__EXCERPTED DATA__
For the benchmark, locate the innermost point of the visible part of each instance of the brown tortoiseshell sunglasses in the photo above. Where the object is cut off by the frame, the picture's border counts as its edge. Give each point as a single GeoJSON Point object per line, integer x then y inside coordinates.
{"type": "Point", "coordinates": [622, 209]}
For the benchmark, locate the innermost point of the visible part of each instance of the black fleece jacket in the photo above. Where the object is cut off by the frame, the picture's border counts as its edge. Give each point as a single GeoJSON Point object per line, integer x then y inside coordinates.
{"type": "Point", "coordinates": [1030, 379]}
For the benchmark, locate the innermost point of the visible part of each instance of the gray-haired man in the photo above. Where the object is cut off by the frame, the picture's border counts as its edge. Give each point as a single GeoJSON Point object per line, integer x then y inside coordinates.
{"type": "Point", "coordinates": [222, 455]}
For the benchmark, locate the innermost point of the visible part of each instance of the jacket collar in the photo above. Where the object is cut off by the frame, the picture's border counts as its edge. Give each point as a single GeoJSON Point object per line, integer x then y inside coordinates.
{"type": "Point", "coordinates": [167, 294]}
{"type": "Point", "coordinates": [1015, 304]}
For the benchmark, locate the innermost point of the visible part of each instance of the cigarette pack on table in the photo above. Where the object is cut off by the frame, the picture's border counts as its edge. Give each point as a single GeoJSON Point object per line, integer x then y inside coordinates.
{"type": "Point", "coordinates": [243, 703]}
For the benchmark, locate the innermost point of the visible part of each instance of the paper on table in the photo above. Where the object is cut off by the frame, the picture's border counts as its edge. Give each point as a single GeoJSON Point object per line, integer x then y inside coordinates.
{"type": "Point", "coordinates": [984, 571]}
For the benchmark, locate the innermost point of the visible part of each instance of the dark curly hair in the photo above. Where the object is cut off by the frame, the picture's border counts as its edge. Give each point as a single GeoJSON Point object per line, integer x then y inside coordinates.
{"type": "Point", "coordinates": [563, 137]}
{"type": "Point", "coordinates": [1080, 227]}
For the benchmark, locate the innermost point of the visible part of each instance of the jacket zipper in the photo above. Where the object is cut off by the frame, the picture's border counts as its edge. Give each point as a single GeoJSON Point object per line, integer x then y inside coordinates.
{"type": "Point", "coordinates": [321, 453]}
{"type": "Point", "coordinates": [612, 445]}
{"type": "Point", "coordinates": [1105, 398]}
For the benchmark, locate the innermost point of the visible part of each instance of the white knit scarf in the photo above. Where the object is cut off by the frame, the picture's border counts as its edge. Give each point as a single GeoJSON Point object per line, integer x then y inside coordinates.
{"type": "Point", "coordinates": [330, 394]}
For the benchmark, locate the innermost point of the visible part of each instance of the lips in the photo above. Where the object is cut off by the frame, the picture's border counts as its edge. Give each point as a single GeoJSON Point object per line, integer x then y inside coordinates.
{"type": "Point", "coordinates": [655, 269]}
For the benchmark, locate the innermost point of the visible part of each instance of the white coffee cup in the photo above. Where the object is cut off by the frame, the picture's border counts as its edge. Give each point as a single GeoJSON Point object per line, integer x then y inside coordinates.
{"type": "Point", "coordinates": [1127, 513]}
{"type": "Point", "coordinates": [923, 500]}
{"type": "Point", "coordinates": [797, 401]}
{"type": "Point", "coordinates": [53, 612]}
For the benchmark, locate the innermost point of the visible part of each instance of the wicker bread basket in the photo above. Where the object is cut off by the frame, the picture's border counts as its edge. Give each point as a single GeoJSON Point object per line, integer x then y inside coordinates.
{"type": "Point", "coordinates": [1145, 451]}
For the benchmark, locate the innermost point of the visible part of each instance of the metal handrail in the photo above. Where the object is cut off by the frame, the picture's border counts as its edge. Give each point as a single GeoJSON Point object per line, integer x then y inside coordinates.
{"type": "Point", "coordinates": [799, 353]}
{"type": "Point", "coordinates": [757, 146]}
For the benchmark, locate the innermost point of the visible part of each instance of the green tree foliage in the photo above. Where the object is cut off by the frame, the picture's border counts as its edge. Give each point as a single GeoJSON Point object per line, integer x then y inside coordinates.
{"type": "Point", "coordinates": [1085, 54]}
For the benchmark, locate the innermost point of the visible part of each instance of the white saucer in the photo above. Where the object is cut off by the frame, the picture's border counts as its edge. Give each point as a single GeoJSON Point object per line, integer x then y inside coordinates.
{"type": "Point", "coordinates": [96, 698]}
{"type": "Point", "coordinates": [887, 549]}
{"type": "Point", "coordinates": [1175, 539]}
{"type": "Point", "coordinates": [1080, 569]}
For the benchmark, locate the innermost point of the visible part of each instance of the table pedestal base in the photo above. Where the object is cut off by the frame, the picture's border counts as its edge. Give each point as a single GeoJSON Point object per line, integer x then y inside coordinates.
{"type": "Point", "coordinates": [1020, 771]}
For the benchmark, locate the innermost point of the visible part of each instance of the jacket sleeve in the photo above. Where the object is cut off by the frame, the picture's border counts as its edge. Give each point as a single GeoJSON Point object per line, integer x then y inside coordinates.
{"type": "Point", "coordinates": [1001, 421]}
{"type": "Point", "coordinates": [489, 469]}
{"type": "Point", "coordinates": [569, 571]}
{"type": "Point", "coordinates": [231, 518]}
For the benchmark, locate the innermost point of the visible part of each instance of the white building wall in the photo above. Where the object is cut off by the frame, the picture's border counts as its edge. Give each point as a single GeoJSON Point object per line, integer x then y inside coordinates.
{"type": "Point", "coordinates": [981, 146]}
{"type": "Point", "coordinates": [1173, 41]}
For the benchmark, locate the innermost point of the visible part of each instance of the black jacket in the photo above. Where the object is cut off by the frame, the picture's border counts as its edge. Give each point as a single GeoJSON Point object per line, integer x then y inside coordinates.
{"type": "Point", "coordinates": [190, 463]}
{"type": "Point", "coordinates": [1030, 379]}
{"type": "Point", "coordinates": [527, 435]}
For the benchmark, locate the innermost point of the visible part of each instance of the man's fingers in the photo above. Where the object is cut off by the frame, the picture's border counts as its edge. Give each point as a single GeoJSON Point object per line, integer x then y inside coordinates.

* * *

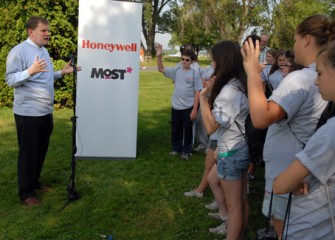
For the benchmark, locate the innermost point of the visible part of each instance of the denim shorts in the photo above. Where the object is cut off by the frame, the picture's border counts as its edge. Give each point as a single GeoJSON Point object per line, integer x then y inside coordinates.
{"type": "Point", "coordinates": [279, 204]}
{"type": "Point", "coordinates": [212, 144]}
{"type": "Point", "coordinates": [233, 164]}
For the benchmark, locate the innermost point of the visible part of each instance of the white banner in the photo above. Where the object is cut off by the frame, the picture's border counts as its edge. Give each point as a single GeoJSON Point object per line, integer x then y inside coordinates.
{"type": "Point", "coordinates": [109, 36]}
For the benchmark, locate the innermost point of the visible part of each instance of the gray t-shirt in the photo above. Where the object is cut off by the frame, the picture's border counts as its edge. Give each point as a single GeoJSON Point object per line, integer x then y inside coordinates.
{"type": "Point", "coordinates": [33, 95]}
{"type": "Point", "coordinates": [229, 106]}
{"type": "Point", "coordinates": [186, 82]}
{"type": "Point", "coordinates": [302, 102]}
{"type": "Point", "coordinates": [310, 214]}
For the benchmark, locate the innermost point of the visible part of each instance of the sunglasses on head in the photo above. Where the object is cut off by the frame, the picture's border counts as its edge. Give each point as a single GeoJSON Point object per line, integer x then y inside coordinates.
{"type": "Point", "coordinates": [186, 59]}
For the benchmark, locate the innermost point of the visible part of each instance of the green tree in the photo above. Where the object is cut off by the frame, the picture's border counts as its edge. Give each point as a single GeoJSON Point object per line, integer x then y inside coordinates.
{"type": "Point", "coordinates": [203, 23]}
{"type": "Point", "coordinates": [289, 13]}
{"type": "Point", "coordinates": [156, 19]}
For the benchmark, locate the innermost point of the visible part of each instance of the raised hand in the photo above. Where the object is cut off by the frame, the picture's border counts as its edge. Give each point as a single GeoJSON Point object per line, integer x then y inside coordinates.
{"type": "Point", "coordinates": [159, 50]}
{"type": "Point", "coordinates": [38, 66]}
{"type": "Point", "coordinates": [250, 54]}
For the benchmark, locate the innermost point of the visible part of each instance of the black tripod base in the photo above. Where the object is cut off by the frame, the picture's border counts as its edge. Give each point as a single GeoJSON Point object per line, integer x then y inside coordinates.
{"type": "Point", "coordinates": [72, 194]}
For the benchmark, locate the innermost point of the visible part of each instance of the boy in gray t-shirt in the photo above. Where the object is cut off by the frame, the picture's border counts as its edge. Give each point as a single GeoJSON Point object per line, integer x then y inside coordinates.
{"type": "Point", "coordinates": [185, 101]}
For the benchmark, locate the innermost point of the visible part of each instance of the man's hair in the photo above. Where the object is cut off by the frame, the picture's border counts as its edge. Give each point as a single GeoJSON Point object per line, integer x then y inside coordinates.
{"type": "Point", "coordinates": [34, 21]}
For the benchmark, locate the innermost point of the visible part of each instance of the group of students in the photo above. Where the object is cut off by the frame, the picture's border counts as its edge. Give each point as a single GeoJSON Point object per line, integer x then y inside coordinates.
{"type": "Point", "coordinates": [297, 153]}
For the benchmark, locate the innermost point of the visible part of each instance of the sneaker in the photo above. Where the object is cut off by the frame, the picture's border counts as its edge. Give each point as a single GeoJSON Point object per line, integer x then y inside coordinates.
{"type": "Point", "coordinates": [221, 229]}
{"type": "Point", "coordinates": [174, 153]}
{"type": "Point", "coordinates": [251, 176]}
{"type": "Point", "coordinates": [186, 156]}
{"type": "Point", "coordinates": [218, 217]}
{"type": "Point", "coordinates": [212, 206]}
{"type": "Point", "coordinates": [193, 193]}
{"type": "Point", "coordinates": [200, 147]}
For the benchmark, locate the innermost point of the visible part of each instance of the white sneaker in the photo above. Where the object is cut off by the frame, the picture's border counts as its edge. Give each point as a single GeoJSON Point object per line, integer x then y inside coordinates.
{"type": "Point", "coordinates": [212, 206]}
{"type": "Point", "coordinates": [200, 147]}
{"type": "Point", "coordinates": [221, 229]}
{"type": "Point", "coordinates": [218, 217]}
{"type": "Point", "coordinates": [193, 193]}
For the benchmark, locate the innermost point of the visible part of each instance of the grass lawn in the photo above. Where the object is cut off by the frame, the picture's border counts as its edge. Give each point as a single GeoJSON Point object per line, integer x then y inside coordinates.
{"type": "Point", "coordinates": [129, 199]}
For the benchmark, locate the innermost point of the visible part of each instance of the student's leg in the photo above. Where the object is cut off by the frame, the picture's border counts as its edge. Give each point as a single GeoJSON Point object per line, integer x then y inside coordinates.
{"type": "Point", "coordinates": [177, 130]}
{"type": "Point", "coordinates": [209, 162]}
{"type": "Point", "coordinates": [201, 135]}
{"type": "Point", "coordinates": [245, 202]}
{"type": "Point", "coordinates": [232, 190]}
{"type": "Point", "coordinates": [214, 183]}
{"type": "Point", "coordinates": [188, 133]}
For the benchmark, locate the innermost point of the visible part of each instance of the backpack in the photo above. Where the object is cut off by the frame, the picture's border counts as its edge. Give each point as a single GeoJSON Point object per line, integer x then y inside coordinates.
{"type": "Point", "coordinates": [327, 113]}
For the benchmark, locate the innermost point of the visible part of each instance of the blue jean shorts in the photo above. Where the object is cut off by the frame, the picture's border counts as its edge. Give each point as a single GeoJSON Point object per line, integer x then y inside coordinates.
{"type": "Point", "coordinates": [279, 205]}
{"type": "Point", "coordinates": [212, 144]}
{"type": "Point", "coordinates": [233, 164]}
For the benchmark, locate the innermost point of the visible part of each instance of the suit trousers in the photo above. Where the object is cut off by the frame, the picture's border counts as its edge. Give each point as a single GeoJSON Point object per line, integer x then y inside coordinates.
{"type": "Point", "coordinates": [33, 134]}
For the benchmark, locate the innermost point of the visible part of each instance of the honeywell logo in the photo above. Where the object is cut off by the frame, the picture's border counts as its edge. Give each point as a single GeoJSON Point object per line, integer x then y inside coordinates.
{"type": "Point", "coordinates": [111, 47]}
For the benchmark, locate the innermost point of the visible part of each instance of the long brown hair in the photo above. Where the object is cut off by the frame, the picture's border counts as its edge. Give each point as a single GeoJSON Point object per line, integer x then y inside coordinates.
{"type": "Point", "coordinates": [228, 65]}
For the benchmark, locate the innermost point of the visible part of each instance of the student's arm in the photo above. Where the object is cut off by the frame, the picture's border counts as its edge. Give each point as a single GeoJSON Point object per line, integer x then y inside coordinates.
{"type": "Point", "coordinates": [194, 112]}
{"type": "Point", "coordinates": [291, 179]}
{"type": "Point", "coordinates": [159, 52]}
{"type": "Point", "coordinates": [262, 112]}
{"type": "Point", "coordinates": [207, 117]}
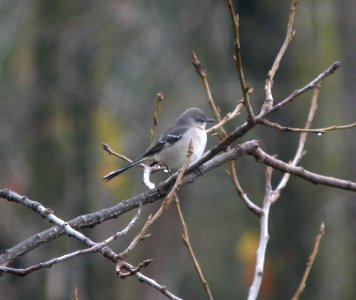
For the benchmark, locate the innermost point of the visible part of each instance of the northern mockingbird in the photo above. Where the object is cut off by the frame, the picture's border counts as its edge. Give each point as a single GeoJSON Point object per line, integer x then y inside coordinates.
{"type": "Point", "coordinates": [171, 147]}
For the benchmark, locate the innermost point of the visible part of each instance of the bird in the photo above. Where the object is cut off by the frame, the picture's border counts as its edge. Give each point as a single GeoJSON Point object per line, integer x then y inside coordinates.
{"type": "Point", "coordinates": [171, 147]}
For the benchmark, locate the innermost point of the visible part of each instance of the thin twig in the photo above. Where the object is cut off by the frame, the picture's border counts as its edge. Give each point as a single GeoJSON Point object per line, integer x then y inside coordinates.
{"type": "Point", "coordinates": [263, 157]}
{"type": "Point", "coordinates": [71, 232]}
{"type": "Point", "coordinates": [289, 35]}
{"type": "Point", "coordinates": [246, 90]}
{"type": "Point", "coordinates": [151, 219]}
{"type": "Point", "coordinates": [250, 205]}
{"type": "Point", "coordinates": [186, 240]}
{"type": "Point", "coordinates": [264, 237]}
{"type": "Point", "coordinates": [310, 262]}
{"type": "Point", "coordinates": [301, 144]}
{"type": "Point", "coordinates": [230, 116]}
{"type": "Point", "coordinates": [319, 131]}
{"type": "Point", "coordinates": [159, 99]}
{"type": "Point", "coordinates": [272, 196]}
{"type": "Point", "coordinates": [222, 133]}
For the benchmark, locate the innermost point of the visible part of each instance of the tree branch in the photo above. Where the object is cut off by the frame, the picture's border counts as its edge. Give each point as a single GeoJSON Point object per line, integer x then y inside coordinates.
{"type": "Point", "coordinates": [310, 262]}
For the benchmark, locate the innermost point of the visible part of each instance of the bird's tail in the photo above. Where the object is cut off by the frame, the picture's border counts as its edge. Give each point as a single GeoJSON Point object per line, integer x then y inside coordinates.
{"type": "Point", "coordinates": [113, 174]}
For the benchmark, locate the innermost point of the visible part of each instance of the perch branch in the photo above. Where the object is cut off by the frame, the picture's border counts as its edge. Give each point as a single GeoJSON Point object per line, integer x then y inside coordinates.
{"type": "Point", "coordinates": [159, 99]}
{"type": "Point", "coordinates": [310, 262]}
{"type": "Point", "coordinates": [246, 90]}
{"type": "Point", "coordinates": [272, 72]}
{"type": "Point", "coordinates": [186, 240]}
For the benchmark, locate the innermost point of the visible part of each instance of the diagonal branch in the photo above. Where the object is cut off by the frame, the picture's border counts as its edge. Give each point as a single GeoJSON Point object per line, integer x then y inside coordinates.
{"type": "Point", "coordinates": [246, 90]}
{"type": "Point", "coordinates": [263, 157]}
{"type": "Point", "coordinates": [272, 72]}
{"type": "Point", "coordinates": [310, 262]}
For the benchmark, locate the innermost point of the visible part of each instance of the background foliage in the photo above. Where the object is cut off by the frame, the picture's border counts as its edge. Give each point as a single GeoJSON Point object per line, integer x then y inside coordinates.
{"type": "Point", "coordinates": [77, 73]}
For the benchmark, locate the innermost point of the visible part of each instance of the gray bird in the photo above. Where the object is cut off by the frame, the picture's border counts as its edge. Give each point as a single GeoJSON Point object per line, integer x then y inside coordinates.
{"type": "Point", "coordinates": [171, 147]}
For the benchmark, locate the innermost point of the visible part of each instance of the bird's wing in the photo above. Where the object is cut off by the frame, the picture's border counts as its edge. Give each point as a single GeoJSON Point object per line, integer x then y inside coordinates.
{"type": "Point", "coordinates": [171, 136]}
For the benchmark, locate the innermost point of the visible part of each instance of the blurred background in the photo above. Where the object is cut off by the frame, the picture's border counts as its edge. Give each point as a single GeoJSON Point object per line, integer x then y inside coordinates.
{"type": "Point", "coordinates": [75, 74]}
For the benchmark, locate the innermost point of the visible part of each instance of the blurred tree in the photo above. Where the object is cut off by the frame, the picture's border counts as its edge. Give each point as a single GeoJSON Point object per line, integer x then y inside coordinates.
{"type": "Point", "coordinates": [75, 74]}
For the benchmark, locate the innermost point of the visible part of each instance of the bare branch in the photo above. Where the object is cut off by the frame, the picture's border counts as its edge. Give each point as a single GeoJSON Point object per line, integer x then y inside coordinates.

__WORK INSTRUCTIONS__
Copy out every line of the records above that contains the word "shorts".

__CORRECT ANSWER__
For the benchmark, locate the innermost point of the visible part of each instance of the denim shorts in the photo above. Where the object is cut off by the frame, the picture's border counts as its edge. Give each point as a single GeoJSON Point object per line, integer x then y inside coordinates.
For the benchmark, locate the innermost point of the visible part of each instance of the blue jean shorts in the photo above. Where the object is cut off by the frame, the picture's border counts as its edge. Give each point as a single GeoJSON Point object per line, integer x then y inside coordinates.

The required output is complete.